Passage to read >>

-----

Arthur G. Daniells, became the namesake of Daniells Hall (the former men’s residence at Loma Linda University) and the 52-apartment Daniells Residence Complex on the south side of “the Hill” in Loma Linda. He had been a poor farmer boy with little education, but eventually became President of the General Conference of Seventh-day Adventists (1901 to 1922) and President of the Board of Trustees of the Loma Linda College of Medical Evangelists (1931 to 1935). 

Because of the death of his father when he was only five, A. G. Daniells ascribed the spiritual triumphs that marked his life to his mother’s godly influence. He was baptized at the age of 13, and at 16 entered his first active labor for the Seventh-day Adventist cause by selling Health Almanac, by James White. 

Because of ill health Arthur Daniells could attend Battle Creek College for only one year. Following their marriage in 1876, Arthur and Mary Daniells taught public school for a year. Then Daniells received a call to the ministry. At first he declined, reasoning that he was too timid, too unlearned, and too hesitant. When Mary kept urging him to pray more fervently over the matter, he poured forth his soul to God, surrendered to His will, and began an apprenticeship as a ministerial licentiate in Texas in 1878, under the tutelage of Pastor Robert M. Kilgore.

In 1886, the General Conference Committee commissioned Daniells to enter New Zealand as a pioneer missionary. He and Mary spent the next 14 years in New Zealand and Australia, where he became president of the New Zealand Conference, the Australian Conference, and the first president of the Australian Union Conference. Eventually, all of the church organizations in Australia, New Zealand, Fiji, and other South Sea Islands were under his leadership. In addition to his administrative duties he built a food factory, college, and sanitarium.  

In 1901, at age 43, Daniells became president of the General Conference, where his missionary expeditions carried him to almost every land and climate on earth. World War I did not halt his gospel campaign to the remote corners of the earth. He started strong missions wherever he traveled. His faith was renewed when thousands of converts in the Old World joined the church in one year. In 1907, Daniells started the Missionary Volunteer Department of the General Conference. During his 21-year tenure as President of the General Conference, 2,294 young people received appointments as missionaries to foreign lands.

-----

Task set >>
**1.** Under whose tutelage did Daniells begin his ministerial apprenticeship in Texas, according to the passage about Arthur G. Daniells?
**2.** Carry on the passage about Arthur G. Daniells, picking up after its final sentence.

Entries taken from a collection
-----

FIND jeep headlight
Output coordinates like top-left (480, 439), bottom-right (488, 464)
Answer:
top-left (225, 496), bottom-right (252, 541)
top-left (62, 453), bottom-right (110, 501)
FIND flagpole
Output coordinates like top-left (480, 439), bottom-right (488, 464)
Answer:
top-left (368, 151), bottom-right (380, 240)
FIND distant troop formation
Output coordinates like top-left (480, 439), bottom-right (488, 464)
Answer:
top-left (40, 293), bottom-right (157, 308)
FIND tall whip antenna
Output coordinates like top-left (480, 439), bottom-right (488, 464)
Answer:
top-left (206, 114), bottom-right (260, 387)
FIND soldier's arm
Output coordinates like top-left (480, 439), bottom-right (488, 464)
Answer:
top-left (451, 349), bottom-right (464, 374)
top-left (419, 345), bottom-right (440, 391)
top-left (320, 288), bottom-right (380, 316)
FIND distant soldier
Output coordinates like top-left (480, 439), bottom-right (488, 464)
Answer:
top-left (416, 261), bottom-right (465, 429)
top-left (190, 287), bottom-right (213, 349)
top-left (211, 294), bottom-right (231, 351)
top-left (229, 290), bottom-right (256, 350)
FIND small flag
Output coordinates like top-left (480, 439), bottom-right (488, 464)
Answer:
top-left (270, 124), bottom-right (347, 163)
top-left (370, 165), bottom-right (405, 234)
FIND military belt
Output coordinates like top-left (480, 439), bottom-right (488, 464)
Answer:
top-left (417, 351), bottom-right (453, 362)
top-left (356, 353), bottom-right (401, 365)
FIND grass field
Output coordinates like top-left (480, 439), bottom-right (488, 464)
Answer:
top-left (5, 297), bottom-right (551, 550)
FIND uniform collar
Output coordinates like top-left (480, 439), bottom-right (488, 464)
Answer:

-----

Per-task answers >>
**1.** Pastor Robert M. Kilgore.

**2.**
Pastor Daniells became an orator with the dignity and bearing of a general. His administration showed decorum, deep insight, and broad planning. As an executive he was courteous, pleasant, and firm, but genial. Following his General Conference presidency, Daniells started The Ministry magazine and the Ministerial Association.

Percy T. Magan, MD, the namesake of Magan Hall (the administration building at Loma Linda University), described his feelings for Daniells as “an unspeakably deep affection.” 

On his death bed Daniells took Dr. Magan’s hands in his and said, “I want to tell you how deeply I have appreciated working with our dear doctors at the medical college. I love you, Percy, my dear, dear brother, with the love of [the biblical] David for Jonathan. I am happy, Oh so happy. I shall soon be at rest, such sweet rest, and my pain all gone. Farewell, dear brother, farewell.”

Thirty-one hundred people attended his funeral services on Loma Linda’s Los Angeles Campus. Daniells’ body lay in state in David Paulson Hall from 12 midnight until 2 pm, March 27, 1935. More than 1,500 persons had passed by their fallen leader as student physicians formed a Guard of Honor every 15 minutes. Later, the City of Los Angeles provided a police escort from Paulson Hall to Forest Lawn Memorial Park in Glendale.